START Document passage

Sailor killed at Pearl Harbor returns home to Iowa after nearly 78 years

Photo By Petty Officer 1st Class Ty Bjornson | Rear Adm. Linnea Sommer-Weddington, Strategic Command, Offutt Air Force Base, receives the American flag from Chief Equipment Operator Mike Rhoades, Navy Operational Support Center Madison, during graveside service for Signalman 3rd Class William J. Shanahan Jr. Shanahan died serving aboard the USS Oklahoma (BB-37) during the attack on Pearl Harbor on December 7th, 1941. After nearly 78 years, Shanahan's body was identified using advanced technology and returned for burial in Cedar Rapids, Iowa on Sept 3., 2019. (U.S. Navy photo by Mass Communication Specialist 1st Class Ty Bjornson/Released)
September 05, 2019

Nearly 80 years after the attack on Pearl Harbor that thrust the United States into World War II, a Sailor killed in action aboard the ill-fated USS Oklahoma finally returned home to Cedar Rapids, Iowa.

Signalman 3rd Class William J. Shanahan, Jr. followed in the footsteps of his father, a Navy veteran from the first World War, and enlisted in 1940. The USS Oklahoma was moored at Pearl Harbor when Japanese aircraft attacked on Dec. 7, 1941. Shanahan was 23 years old.

His youngest sister, Mary Lou Pierce,was just five years old when he enlisted, upset because it meant he would miss her upcoming birthday. Now 84, Pierce was finally able to say goodbye to the brother who left home decades earlier.

For several years after the USS Oklahoma capsized, Navy personnel worked to recover remains but only 35 individuals were identified—the rest were classified as non-recoverable and later interred in Hawaii. But in 2015, Defense POW/MIA Accounting Agency personnel exhumed the USS Oklahoma unknown remains for analysis, and on May 31, 2019, Shanahan’s remains were identified using advanced technology and DNA provided by Pierce.

“My mom really wanted to honor her parents’ wishes,” said Carmen Pierce, Shanahan’s niece. “They never gave up hope he would return home.”

Sailors from Navy Operational Support Center Rock Island served as the primary command to provide military honors and first received the remains on Aug. 30. Four days later, flags across the state of Iowa flew at half-mast by direction of the governor to honor Shanahan on the day of the funeral. Family, friends and the community at large converged at St. Patrick Catholic Church, the parish Shanahan attended as a boy.

Hospital Corpsman 1st Class Ann Jones—a volunteer escort with Navy Mortuary Affairs in Millington, Tenn.—stayed with Shanahan every step of the way.

“We ensure that each Sailor makes it home to their family,” explained Jones. “It is the most humbling thing I’ve ever done in my career.”

END Document passage
START Listed records

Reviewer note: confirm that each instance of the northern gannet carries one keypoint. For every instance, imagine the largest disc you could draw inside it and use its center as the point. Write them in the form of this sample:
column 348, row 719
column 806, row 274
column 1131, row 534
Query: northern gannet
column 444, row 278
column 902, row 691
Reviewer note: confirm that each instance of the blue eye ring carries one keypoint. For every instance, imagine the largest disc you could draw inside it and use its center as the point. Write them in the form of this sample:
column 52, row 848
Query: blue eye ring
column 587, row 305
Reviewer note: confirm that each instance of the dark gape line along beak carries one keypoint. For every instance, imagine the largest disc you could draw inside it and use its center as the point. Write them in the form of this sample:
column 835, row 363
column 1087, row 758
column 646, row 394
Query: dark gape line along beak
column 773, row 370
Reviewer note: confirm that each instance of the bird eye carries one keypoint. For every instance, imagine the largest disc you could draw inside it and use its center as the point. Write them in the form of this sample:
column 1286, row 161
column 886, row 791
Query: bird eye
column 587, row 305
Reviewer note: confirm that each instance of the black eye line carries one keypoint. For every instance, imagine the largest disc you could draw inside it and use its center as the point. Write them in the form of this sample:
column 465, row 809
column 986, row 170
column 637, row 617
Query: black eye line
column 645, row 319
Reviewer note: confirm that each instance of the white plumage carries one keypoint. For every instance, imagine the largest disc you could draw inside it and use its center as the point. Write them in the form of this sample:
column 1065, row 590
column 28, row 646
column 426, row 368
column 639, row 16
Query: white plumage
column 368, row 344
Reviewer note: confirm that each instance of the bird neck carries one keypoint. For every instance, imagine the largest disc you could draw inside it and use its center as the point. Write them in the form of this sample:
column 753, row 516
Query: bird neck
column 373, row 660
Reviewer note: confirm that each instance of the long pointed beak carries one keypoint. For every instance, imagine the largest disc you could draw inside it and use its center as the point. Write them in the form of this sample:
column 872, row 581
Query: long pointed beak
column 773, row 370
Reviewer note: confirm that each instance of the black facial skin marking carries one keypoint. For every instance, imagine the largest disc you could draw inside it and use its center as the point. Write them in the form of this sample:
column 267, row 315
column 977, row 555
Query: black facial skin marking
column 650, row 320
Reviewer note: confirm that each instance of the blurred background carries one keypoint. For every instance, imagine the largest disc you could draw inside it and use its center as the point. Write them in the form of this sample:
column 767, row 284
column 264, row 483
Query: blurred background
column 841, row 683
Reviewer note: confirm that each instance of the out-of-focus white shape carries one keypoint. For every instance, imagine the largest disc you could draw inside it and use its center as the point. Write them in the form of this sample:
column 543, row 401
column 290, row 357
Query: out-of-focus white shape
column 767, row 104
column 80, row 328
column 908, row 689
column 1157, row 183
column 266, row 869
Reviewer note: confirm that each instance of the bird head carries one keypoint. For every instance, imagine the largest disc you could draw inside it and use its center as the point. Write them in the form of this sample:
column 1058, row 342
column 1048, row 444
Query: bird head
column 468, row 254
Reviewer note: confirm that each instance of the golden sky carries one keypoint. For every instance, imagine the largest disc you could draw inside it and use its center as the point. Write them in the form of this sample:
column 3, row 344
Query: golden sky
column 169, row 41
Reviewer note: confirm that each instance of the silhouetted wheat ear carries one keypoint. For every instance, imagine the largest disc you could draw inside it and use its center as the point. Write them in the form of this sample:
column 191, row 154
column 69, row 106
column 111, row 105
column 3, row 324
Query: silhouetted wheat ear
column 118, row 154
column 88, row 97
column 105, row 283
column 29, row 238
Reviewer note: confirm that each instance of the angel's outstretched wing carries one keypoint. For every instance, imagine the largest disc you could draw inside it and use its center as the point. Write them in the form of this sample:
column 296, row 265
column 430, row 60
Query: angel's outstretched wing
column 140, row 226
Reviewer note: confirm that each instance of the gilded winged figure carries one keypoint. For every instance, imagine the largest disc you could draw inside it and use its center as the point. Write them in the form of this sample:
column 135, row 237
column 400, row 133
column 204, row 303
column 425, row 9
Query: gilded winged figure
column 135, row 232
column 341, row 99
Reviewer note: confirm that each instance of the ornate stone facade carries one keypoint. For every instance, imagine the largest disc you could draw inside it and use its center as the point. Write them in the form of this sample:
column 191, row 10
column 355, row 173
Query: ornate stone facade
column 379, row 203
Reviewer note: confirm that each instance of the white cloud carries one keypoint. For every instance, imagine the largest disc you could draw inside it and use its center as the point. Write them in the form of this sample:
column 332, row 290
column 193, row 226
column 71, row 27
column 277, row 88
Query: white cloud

END Listed records

> [Questions]
a) Reproduce the text of the Pearl Harbor sailor article from "Sailor killed at" up to and including "Class Ty Bjornson/Released)".
b) According to the Pearl Harbor sailor article, on what date were Shanahan's remains identified?

> [Solutions]
a)
Sailor killed at Pearl Harbor returns home to Iowa after nearly 78 years

Photo By Petty Officer 1st Class Ty Bjornson | Rear Adm. Linnea Sommer-Weddington, Strategic Command, Offutt Air Force Base, receives the American flag from Chief Equipment Operator Mike Rhoades, Navy Operational Support Center Madison, during graveside service for Signalman 3rd Class William J. Shanahan Jr. Shanahan died serving aboard the USS Oklahoma (BB-37) during the attack on Pearl Harbor on December 7th, 1941. After nearly 78 years, Shanahan's body was identified using advanced technology and returned for burial in Cedar Rapids, Iowa on Sept 3., 2019. (U.S. Navy photo by Mass Communication Specialist 1st Class Ty Bjornson/Released)

b) May 31, 2019